Text passage Start Marker
January 2014 kicks off with The World Economic Forum at Davos and a host of trend predictions from esteemed sources. Notable is WEF's Outlook on the Global Agenda 2014. Highlights of the agenda are the Top 10 Trends, Regional Challenges, Future Agenda and a stand out for us, Network Thinking.
The entire report is recommended reading, however we urge you to spend some time with the interactive network of 80 councils. The list of councils alone is informative as well as how they cluster to address interdisciplinary complex issues.
Network thinking pushes us to look not only at clusters but edges - the lines in networks that connect or even take us to a periphery. Edge.org is an exemplar of reaching out and linking great minds.
Every year Edge asks it's members to pose a question for all to answer. The 2014 question:
"WHAT SCIENTIFIC IDEA IS READY FOR RETIREMENT? Ideas change and the times we live in change. Perhaps the biggest change today is the rate of change. What established scientific idea is ready to be moved aside so that science can advance?"
The 174 essay answers are sure to incite joy, displeasure, and perplexity. The overall theme suggests massive reevaluation is afoot without tossing out some of the fundamental scientific principles. A particularly insightful essay is Melanie Swan's, The Scientific Method. She weaves good points to support the idea of multiple "scientific methods". Based on the luxury we have today of colossal data sets, previously inaccessible before a connected and digigitized world, researchers can now utilize big data, crowdsourcing and synthetic biology to answer questions. The monniker - computational science.
Her closing statement sums well ...
"Epistemologically, how 'we know' and the truth of the world and reality is changing. In some sense we may be in a current intermediary 'dark ages node' where the multiplicity of future science methods can pull us into a new era of enlightenment just as surely as the traditional scientific method pulled us into modernity."
Pulling us into a new era is Ayasdi [ai-yaz-dee] that means “to seek” in Cherokee. This is a novel breed of data analysis company that flips our traditional mode of asking a specific question of data to instead mapping the data for insight revealing patterns.
Kick back and enjoy reading and watching what great minds see as our unfolding future ... at the very least it will not be boring!
Text passage End Marker
### Requirement A
Rewrite the text about 2014 trend predictions from "January 2014 kicks" up to and including "us, Network Thinking.", renaming "Top 10 Trends" to "Ten Leading Trends".
### Requirement B
Does each statement agree with the text about 2014 trend predictions? Answer yes or no for each and quote the words of the text that decide it.
(i) Edge's 2014 question drew 174 essay answers.
(ii) The World Economic Forum's interactive network is made up of 80 councils.
(iii) The name Ayasdi means "to seek" in Navajo.
### Requirement C
Please state the moniker that the text about 2014 trend predictions gives to research that uses big data, crowdsourcing and synthetic biology to answer questions.
Entries provided Start Marker
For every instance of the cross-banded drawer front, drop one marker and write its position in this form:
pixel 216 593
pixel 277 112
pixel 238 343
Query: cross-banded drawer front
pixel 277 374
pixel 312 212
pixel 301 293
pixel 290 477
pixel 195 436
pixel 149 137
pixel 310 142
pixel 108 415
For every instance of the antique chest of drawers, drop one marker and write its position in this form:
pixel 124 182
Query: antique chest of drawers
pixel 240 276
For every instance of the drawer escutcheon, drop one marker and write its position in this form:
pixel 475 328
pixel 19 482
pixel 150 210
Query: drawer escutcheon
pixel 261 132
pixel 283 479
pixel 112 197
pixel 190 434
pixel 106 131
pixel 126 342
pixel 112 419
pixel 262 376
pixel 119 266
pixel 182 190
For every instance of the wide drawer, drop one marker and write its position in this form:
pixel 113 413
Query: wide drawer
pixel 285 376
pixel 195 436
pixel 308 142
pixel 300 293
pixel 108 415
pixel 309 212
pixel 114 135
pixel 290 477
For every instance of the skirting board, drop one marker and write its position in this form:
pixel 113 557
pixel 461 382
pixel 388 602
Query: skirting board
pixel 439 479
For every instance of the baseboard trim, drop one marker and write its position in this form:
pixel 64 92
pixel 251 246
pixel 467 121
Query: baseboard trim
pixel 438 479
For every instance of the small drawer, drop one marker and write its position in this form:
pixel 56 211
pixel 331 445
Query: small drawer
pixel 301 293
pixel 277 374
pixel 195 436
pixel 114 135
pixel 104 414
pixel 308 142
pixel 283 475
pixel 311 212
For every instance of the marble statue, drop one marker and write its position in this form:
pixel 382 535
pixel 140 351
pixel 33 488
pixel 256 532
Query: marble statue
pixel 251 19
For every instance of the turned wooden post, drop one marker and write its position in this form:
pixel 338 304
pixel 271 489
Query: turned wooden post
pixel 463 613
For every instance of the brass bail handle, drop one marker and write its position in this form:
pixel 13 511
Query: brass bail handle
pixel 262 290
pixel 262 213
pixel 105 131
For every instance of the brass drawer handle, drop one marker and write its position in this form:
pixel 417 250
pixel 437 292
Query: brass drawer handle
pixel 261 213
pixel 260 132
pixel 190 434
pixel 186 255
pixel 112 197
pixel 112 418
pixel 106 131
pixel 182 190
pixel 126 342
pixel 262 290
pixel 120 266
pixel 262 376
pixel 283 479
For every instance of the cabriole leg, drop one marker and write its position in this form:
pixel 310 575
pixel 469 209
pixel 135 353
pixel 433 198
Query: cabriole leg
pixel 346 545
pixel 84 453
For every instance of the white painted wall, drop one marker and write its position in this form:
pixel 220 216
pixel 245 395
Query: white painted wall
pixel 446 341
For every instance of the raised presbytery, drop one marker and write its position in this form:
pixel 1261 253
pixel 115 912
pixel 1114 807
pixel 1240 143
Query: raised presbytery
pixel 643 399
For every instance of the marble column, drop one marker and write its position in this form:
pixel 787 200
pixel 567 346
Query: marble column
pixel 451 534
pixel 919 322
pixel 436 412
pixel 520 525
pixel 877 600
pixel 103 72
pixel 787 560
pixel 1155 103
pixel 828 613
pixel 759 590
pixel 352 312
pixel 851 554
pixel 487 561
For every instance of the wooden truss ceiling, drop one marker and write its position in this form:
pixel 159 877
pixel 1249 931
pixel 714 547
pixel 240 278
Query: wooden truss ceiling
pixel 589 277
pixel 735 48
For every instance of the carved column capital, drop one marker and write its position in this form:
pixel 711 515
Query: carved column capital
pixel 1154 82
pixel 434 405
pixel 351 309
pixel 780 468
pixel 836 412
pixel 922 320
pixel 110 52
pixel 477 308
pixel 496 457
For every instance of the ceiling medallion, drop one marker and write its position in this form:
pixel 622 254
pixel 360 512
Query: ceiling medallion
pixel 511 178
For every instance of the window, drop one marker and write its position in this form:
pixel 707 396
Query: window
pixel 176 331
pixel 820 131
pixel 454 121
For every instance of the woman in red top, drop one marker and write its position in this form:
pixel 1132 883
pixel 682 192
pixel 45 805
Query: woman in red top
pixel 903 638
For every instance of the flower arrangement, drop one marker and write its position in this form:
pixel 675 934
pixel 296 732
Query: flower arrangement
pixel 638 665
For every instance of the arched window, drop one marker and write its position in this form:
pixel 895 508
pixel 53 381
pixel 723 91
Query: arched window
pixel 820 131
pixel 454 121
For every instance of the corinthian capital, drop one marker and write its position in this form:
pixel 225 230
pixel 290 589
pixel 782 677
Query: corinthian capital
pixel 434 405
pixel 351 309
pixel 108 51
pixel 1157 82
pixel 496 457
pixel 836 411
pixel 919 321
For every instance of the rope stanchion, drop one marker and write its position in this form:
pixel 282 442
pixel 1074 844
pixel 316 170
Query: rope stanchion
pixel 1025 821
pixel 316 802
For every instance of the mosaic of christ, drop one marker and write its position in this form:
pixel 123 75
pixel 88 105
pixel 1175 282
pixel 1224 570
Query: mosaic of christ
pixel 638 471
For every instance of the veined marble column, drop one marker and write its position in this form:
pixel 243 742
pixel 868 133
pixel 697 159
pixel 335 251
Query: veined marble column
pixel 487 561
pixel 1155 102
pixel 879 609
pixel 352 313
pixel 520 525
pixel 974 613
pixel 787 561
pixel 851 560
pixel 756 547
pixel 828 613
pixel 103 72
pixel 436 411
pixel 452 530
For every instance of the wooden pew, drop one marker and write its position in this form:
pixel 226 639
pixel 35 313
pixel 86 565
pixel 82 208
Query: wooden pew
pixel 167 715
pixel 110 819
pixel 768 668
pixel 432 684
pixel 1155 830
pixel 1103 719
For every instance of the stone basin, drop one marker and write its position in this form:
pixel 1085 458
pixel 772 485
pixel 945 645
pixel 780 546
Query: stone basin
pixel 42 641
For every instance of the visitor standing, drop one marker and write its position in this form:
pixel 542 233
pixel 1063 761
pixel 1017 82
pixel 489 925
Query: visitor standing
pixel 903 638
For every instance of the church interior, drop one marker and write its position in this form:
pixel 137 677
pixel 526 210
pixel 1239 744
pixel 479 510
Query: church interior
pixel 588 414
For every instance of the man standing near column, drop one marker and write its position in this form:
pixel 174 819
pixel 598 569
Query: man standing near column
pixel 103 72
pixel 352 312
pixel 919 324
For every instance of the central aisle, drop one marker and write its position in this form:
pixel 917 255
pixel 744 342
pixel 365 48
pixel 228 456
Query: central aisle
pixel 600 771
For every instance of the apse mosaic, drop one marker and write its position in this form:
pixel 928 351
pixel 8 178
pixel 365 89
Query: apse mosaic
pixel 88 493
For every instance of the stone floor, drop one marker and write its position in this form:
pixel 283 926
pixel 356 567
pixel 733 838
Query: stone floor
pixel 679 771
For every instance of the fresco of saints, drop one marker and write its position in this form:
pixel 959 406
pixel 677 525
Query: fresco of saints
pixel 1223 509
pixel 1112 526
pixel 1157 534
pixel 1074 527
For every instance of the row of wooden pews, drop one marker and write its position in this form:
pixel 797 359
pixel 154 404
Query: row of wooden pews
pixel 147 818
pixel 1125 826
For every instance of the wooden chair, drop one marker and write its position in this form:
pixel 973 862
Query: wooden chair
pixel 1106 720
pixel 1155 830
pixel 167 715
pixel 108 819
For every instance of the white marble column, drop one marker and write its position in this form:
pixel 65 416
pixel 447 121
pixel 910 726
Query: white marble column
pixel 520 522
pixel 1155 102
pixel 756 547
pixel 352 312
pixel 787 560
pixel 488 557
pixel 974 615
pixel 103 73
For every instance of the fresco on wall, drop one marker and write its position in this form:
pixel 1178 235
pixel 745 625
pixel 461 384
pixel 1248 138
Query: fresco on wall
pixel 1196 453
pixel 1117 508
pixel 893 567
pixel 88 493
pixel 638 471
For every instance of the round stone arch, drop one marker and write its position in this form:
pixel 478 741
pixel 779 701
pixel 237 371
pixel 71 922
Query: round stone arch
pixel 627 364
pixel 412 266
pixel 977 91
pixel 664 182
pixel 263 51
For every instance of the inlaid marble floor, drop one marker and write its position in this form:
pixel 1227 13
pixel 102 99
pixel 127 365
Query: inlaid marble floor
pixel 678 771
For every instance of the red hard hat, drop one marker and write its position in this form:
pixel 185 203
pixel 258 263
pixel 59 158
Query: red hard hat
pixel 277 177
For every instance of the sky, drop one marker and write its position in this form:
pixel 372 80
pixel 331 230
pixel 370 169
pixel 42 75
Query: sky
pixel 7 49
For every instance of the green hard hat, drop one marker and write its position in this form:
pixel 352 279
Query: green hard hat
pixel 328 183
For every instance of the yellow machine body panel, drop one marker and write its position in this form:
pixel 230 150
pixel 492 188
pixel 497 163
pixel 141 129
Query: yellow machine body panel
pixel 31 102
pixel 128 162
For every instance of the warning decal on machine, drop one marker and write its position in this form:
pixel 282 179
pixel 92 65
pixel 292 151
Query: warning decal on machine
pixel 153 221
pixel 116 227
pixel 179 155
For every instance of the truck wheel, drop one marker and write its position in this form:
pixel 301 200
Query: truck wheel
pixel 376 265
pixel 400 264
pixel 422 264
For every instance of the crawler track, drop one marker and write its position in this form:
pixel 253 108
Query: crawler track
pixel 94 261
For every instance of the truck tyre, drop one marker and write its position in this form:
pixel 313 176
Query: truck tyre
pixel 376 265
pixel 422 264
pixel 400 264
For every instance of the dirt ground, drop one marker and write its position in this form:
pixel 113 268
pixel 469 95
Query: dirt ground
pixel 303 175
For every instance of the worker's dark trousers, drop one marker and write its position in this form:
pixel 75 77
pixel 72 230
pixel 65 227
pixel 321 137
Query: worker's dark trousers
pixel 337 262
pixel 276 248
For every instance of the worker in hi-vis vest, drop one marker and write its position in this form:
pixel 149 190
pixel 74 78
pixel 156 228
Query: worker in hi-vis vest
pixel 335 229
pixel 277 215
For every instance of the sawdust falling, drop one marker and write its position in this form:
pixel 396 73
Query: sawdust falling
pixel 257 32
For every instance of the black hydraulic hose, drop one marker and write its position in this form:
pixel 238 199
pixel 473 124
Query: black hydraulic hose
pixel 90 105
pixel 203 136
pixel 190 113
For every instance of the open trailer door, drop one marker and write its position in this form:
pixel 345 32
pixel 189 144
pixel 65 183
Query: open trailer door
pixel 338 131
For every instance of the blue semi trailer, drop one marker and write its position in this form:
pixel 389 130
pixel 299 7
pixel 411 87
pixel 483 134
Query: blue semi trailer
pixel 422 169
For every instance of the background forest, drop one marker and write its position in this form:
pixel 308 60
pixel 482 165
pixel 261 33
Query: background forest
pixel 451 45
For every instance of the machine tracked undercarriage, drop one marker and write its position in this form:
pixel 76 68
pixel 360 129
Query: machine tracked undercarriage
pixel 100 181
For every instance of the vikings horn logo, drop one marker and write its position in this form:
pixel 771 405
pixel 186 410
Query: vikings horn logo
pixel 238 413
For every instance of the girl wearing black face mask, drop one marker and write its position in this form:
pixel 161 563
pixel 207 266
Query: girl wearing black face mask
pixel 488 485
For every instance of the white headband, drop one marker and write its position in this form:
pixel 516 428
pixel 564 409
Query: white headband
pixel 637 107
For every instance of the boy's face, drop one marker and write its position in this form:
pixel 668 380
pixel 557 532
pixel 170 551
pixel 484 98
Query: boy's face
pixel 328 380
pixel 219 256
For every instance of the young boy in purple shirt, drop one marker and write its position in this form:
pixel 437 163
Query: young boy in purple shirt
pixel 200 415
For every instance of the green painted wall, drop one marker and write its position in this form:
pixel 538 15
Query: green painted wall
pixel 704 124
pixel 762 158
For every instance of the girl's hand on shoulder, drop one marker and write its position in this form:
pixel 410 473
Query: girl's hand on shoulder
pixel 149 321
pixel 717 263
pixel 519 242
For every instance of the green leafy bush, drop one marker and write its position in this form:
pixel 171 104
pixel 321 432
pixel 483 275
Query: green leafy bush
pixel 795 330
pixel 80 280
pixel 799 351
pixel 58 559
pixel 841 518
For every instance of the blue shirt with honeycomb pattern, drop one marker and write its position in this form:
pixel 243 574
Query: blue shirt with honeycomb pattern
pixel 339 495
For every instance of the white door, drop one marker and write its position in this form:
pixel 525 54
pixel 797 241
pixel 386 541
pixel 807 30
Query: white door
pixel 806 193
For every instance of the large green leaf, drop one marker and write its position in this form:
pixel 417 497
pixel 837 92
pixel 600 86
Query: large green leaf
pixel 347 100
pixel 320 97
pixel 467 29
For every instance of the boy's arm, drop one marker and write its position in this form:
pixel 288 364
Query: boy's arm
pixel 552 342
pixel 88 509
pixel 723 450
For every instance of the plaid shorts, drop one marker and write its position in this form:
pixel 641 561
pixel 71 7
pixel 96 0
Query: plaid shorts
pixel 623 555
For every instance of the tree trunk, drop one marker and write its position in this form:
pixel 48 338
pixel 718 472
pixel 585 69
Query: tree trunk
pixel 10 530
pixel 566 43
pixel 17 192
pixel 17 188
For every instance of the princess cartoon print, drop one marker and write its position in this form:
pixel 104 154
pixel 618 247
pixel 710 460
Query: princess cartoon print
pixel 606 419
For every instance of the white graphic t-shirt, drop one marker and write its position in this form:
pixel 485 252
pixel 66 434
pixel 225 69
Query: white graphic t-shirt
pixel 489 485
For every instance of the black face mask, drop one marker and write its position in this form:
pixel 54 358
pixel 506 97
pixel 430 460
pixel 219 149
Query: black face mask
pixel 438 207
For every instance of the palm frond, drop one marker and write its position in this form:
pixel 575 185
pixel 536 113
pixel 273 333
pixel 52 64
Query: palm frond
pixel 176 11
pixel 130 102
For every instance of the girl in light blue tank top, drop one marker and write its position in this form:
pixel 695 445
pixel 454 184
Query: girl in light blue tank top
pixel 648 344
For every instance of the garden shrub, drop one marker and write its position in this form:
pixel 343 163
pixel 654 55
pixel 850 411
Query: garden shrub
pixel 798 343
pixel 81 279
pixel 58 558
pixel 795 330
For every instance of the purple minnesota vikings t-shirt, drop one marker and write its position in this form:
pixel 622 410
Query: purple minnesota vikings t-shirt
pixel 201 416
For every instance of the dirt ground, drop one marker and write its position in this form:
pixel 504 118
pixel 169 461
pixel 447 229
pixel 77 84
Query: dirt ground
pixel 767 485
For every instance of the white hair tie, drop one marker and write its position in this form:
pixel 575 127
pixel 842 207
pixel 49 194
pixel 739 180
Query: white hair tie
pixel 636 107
Entries provided End Marker
### Written reply A
January 2014 kicks off with The World Economic Forum at Davos and a host of trend predictions from esteemed sources. Notable is WEF's Outlook on the Global Agenda 2014. Highlights of the agenda are the Ten Leading Trends, Regional Challenges, Future Agenda and a stand out for us, Network Thinking.

### Written reply B
(i) Yes: "The 174 essay answers are sure to incite joy, displeasure, and perplexity."
(ii) Yes: "we urge you to spend some time with the interactive network of 80 councils."
(iii) No: "Ayasdi [ai-yaz-dee] that means “to seek” in Cherokee."

### Written reply C
Computational science.